[Pointing dataset excerpts]
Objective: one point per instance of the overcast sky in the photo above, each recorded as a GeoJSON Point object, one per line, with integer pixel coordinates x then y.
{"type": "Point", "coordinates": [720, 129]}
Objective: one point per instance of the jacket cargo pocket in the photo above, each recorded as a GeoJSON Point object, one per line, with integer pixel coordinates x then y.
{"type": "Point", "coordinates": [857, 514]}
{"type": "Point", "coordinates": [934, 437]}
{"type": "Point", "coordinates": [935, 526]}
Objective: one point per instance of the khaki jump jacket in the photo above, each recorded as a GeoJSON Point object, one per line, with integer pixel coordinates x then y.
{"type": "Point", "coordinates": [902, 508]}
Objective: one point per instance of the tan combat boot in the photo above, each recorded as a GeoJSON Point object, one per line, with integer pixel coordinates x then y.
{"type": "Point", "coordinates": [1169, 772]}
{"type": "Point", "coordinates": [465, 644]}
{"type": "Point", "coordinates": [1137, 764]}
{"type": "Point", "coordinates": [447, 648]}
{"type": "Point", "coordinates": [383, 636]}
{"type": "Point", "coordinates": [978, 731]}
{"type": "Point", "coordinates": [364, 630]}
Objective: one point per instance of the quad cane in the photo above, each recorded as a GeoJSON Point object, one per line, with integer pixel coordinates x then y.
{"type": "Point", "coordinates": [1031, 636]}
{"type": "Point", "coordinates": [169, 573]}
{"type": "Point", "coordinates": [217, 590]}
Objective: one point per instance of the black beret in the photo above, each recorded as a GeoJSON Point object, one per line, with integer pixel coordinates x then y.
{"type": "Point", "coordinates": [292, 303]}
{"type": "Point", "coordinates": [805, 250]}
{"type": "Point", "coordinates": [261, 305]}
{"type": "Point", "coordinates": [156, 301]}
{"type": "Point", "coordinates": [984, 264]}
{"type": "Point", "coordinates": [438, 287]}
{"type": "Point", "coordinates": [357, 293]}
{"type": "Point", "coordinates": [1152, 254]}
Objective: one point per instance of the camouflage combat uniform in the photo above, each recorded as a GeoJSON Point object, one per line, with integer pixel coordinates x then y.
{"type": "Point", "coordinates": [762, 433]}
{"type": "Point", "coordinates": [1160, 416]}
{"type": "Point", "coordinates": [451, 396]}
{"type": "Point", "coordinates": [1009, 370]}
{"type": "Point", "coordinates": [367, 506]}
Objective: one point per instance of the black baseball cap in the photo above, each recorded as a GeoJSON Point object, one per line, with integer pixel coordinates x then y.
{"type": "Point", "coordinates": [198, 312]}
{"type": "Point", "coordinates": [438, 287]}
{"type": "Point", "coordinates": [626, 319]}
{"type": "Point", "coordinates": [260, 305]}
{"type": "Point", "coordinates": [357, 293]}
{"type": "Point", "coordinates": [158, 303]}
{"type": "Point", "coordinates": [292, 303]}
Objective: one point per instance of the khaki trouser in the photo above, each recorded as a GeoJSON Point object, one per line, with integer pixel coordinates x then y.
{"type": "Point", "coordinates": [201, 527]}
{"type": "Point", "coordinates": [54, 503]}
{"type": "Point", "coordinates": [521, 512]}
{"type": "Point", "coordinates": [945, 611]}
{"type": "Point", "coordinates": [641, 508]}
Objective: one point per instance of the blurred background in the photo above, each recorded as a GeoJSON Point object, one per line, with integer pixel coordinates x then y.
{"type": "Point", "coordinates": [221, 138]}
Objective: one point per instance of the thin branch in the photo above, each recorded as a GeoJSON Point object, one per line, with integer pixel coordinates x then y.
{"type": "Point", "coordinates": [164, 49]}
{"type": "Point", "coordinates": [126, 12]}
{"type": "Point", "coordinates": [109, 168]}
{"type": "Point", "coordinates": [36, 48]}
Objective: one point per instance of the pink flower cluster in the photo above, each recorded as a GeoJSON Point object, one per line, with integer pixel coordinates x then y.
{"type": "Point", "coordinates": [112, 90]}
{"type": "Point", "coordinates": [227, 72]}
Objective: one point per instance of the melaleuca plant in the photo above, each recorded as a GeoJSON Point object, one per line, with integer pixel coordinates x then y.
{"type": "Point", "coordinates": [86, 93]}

> _TO BE DONE_: Exactly reproduce every record.

> _TASK OUTPUT_:
Objective: one point per instance of the overcast sky in the photo above, each recorded as a GeoJSON Point object, one per line, with integer pixel coordinates x then y.
{"type": "Point", "coordinates": [720, 129]}
Objective: one point per instance of the jacket cargo pocket in the photo above, each recorded as a GeoJSON Point object, one per line, with integer pixel coordinates x then y.
{"type": "Point", "coordinates": [857, 514]}
{"type": "Point", "coordinates": [934, 437]}
{"type": "Point", "coordinates": [935, 526]}
Objective: one point per instance of the khaki jump jacket in the photo above, each recorded as a GeoJSON Point object, one per line, with integer pixel coordinates x then y.
{"type": "Point", "coordinates": [902, 508]}
Objective: one point per instance of the tan combat boot in the photo above, each recorded as a GeoJSON Point object, one per line, with integer pixel coordinates x then y.
{"type": "Point", "coordinates": [1169, 772]}
{"type": "Point", "coordinates": [465, 644]}
{"type": "Point", "coordinates": [1137, 764]}
{"type": "Point", "coordinates": [447, 648]}
{"type": "Point", "coordinates": [383, 636]}
{"type": "Point", "coordinates": [978, 731]}
{"type": "Point", "coordinates": [364, 630]}
Objective: one point per instance of the quad cane in the photo above, each recorded as a GeoJSON Point object, one per line, with integer pixel coordinates x then y.
{"type": "Point", "coordinates": [1031, 636]}
{"type": "Point", "coordinates": [169, 573]}
{"type": "Point", "coordinates": [217, 590]}
Objective: one point per instance of the black beret in the photo above, each recorded as a GeoJSON Point object, one per line, with integer pixel coordinates x then y.
{"type": "Point", "coordinates": [292, 303]}
{"type": "Point", "coordinates": [805, 250]}
{"type": "Point", "coordinates": [261, 305]}
{"type": "Point", "coordinates": [156, 301]}
{"type": "Point", "coordinates": [984, 264]}
{"type": "Point", "coordinates": [438, 287]}
{"type": "Point", "coordinates": [357, 293]}
{"type": "Point", "coordinates": [1152, 254]}
Objective: one point per instance of the camouflage combat uniform in the photo above, each recorded as a GeoJSON Point object, one per line, with integer pixel coordinates x then y.
{"type": "Point", "coordinates": [762, 433]}
{"type": "Point", "coordinates": [1160, 416]}
{"type": "Point", "coordinates": [451, 396]}
{"type": "Point", "coordinates": [1009, 370]}
{"type": "Point", "coordinates": [367, 506]}
Objective: one point per instance of the black baseball cap in the photo above, each recorded as a GeoJSON Point object, one per line, with integer pixel coordinates x then y.
{"type": "Point", "coordinates": [198, 312]}
{"type": "Point", "coordinates": [438, 287]}
{"type": "Point", "coordinates": [626, 319]}
{"type": "Point", "coordinates": [260, 305]}
{"type": "Point", "coordinates": [357, 293]}
{"type": "Point", "coordinates": [158, 303]}
{"type": "Point", "coordinates": [292, 303]}
Objective: one point per instance of the khaki trouser in the photo above, each recorded as a GeoJSON Point object, one per line, with integer pixel coordinates x then y.
{"type": "Point", "coordinates": [201, 527]}
{"type": "Point", "coordinates": [54, 503]}
{"type": "Point", "coordinates": [521, 512]}
{"type": "Point", "coordinates": [945, 611]}
{"type": "Point", "coordinates": [641, 508]}
Objective: one point per instance of the blurred background in the photo above, each recorded as a GeoJSON Point object, one per line, with integer pixel coordinates x then y.
{"type": "Point", "coordinates": [221, 138]}
Objective: one point per instance of the thin branch in the photo above, each recorded as a GeoJSON Point object, one per line, with integer pixel coordinates x then y.
{"type": "Point", "coordinates": [164, 49]}
{"type": "Point", "coordinates": [126, 12]}
{"type": "Point", "coordinates": [109, 168]}
{"type": "Point", "coordinates": [36, 48]}
Objective: one point per instance of the pink flower cluster in the photo above, each recorded as a GeoJSON Point object, one per line, with integer pixel coordinates x then y.
{"type": "Point", "coordinates": [112, 90]}
{"type": "Point", "coordinates": [227, 72]}
Objective: one point per instance of the melaleuca plant in the photo above, each recorded as a GeoJSON Point object, one per line, with integer pixel coordinates x then y.
{"type": "Point", "coordinates": [86, 93]}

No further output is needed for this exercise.